• ACTIVITY 1:
Edit the text on assisted living staff by writing out the passage between "Are the Workers" and "experience are vital.", inclusive, with "caregivers" replaced by "care workers".
• ACTIVITY 2:
Proceed with the text on assisted living staff qualifications, beginning right after its final sentence.

*** TEXT EXCERPT ***

Are the Workers in Your Loved One’s Assisted Living Facility Qualified?
“Are you dedicated, driven, committed, and professional? Do you want to make a difference by caring for others and working with people from all backgrounds and socio-economic levels?”
Yes, this could be an ad aimed at recruiting knowledgeable senior caregivers for openings at an assisted living facility. And, in fact, the many qualified care providers on the staff of a facility work together to make sure each day’s routine runs smoothly. Of course, in order to ensure the highest level of quality and care for your loved one, verifying the facility’s credentials and the staff’s training and on-the-job experience are vital.
Essentially, an assisted living facility provides care for individuals who can no longer live independently but do not necessarily need round-the-clock care. More importantly, however, you must remember that an assisted living facility is not a nursing home nor can it provide the kind of medical care your loved one may require. And while there are many safeguards in place, there are many more caregiving roles at the facility that are not required by law to be provided.

*** End of TEXT EXCERPT ***
*** DATASET EXCERPTS ***

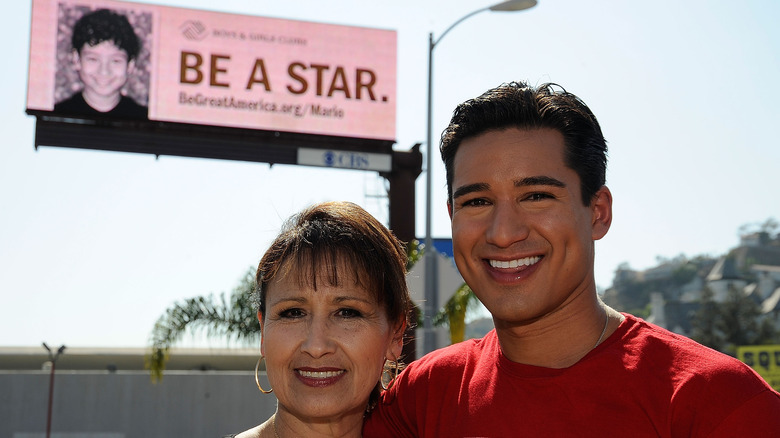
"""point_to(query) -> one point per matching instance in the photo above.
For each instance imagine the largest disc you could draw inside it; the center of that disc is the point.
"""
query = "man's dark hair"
(105, 25)
(518, 105)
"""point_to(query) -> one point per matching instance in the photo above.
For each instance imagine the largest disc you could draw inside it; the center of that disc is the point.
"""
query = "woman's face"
(324, 349)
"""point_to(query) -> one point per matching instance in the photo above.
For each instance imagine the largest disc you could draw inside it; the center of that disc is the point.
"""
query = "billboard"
(97, 59)
(764, 359)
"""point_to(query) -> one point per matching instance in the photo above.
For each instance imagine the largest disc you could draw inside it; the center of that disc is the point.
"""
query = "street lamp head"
(513, 5)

*** End of DATASET EXCERPTS ***

• ANSWER BOX 1:
Are the Workers in Your Loved One’s Assisted Living Facility Qualified?
“Are you dedicated, driven, committed, and professional? Do you want to make a difference by caring for others and working with people from all backgrounds and socio-economic levels?”
Yes, this could be an ad aimed at recruiting knowledgeable senior care workers for openings at an assisted living facility. And, in fact, the many qualified care providers on the staff of a facility work together to make sure each day’s routine runs smoothly. Of course, in order to ensure the highest level of quality and care for your loved one, verifying the facility’s credentials and the staff’s training and on-the-job experience are vital.

• ANSWER BOX 2:
But how do you know what to expect from each caregiver? First and foremost, inquire about the hiring requirements of the senior caregivers – what are their daily tasks? What sort of training have they received? Remember you can never be too careful or too inquisitive, so before your tour, prepare yourself with a look into the care provider structure of an assisted living facility.
RNs/LPNs – Even with an extended staff of experts and senior caregivers on hand, an assisted living facility is not required by law to have registered nurses and licensed practical nurses on staff or even on call.
Nurses are often required to assess the health care needs of residents in coordination with the administrator and the resident’s physician, serving as a sort of liaison between the two parties. They are responsible for developing a comprehensive plan or outline of care for each resident (if necessary) and carry out these tasks on a daily basis. In addition, they train new hires that have an active part in the resident’s health plan.
As RNs and LPNs are licensed medical caregivers, only they can administer and/or distribute medication to residents. While many facilities do have RNs on call, it makes administration and/or distribution of medication to residents harder as they are the only ones able to perform these tasks. If your loved one requires round-the-clock care and supervision from senior caregivers, a skilled nursing facility may be a more practical option.
CNAs/General Caregivers – Certified nursing assistants and general caregivers are hired to bathe, dress, feed, and tend to residents on a daily basis. While CNAs have extensive training, hands-on experience, and a considerable subject knowledge base, general senior caregivers often receive on-the-job training, learning as they go, so to speak.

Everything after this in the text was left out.